- Document excerpt -
========================

Even though breaking the ExaFLOP barrier is expected to become one of the major computing milestones over the next decade, several challenges arise that remain of paramount importance for the success of the Exascale supercomputer. One such challenge is the bandwidth and access latency of the IO subsystem, projected to remain roughly constant in comparison with the concurrency of Exascale machines, that will increase approximately 4000×. In addition, with the integration of emerging deep-learning and data analytics applications on HPC, the chances for unexpected failures at Exascale will considerably raise as well. In order to overcome some of these limitations, upcoming large-scale systems will feature a variety of Non-Volatile RAM (NVRAM), next to traditional hard-disks and conventional DRAM. Emerging non-volatile solid-state technologies, such as flash, phase-change and spin-transfer torque memories, are used to decrease the existing gap between memory and storage. Hence, the integration of these technologies provides several advantages (e.g., data locality), that can potentially reduce the overall power consumption and IO access latency of HPC applications. In this presentation, we address the challenge of adapting MPI to the changes in the memory and storage hierarchies of Exascale supercomputers.

We present the concept of MPI storage windows, an extension to the MPI one-sided communication model that provides a unique interface for programming memory and storage. We illustrate its benefits for out-of-core execution and parallel I/O, as well as present a novel fault-tolerance mechanism based on this concept. Preliminary performance results indicate that our approach incurs in negligible performance differences on real-world applications compared to traditional MPI memory windows. Additionally, we present heterogeneous window allocations, that provide a unified virtual address space for memory and storage. Results on out-of-core execution show less than a 40% performance penalty incurred while exceeding the main memory capacity of compute nodes.

========================

- Information shown -
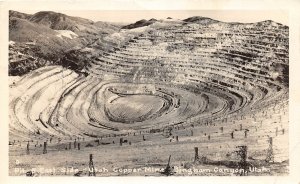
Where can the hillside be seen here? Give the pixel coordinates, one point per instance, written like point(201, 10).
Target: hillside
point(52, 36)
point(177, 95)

========================

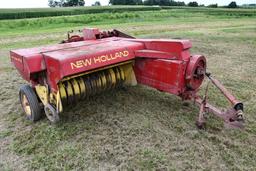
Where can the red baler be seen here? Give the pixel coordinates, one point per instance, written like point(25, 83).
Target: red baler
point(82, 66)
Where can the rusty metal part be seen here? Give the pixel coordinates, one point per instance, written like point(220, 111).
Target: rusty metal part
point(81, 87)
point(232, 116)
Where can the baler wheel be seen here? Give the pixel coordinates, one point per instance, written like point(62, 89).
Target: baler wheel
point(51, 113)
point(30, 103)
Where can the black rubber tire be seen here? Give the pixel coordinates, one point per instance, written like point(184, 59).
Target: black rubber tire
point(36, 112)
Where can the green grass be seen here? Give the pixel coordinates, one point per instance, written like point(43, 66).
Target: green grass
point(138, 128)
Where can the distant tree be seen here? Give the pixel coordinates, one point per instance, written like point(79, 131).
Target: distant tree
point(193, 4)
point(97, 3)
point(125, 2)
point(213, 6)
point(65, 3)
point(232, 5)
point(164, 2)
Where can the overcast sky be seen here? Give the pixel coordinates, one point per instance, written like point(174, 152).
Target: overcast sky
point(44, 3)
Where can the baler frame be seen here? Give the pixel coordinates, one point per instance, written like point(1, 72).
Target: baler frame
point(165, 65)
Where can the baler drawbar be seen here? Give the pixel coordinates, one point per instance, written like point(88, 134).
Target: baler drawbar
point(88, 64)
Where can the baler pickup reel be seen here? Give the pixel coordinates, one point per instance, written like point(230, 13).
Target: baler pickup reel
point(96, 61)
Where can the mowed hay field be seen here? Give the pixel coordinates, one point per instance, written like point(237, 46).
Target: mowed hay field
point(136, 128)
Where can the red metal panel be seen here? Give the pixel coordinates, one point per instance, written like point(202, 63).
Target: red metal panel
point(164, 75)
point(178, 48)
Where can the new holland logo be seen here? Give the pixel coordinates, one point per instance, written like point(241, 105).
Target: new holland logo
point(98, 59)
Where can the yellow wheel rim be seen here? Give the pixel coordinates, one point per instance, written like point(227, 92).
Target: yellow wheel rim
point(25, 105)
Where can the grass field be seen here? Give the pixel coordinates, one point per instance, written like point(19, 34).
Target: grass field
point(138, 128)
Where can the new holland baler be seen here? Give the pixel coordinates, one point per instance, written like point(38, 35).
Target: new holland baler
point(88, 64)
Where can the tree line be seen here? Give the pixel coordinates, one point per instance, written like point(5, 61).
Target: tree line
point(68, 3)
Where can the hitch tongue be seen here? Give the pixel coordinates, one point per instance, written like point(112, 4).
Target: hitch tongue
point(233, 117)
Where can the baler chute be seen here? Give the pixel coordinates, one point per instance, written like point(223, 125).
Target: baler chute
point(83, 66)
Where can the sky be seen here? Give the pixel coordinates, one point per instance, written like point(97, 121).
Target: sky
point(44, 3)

========================

- Challenges -
• a. Answer these questions from the text on MPI storage windows:
(i) By roughly what factor is the concurrency of Exascale machines expected to increase?
(ii) Which communication model do MPI storage windows extend?
(iii) What performance penalty does out-of-core execution show when exceeding the main memory capacity of compute nodes?
• b. List every emerging non-volatile solid-state technology that the text on MPI storage windows names.
• c. Resume the text on MPI storage windows after its last sentence.
The records are separate material with no connection to the text on MPI storage windows.

- Answers to the tasks -
• a.
(i) Approximately 4000×.
(ii) The MPI one-sided communication model.
(iii) Less than a 40% performance penalty.

• b.
- Flash
- Phase-change memories
- Spin-transfer torque memories

• c.
Performance of HPC I/O Strategies at Scale
Keeran Brabazon, Oliver Perks, Stefano Markidis, Ivy Bo Peng, Sergio Rivas Gomez and Adrian Jackson

In order to address the gap between compute and I/O moving towards the extreme and exascale, I/O strategies and subsystems are going to be more versatile and more complex. We have already seen a move to take advantage of fast storage nodes in the form of burst buffers in production HPC systems, as well as the use of parallel I/O libraries (such as MPI I/O and HDF5) and programmer-directed I/O. With this added complexity, a user of an HPC system needs to be informed of the advantages and disadvantages of different I/O strategies. In this presentation, we consider the performance of an HPC filesystem for a real-world application, rather than benchmarks or mini-apps. The application under consideration is a plasma physics simulation (iPIC3D) developed by KTH, Stockholm. Recent work at KTH has involved developing run times for efficient I/O at scale, and iPIC3D has been extended such that the I/O scheme used by the application can easily be switched at compile time. Performance data is gathered for weak scaling experiments of iPIC3D using different I/O methods, collected every day over a two-month period. Focus is kept on the performance of write operations, as this is important in traditional HPC simulations, in which initial data are read during initialisation, and snapshots of the simulation status are recorded at different points in simulation time. Program internal data is captured using the Arm MAP profiling tool, which gathers a rich set of performance metrics from within an application. Overhead of the tool is measured at less than 5% of overall run-time, meaning that performance data is gathered for a close to production run.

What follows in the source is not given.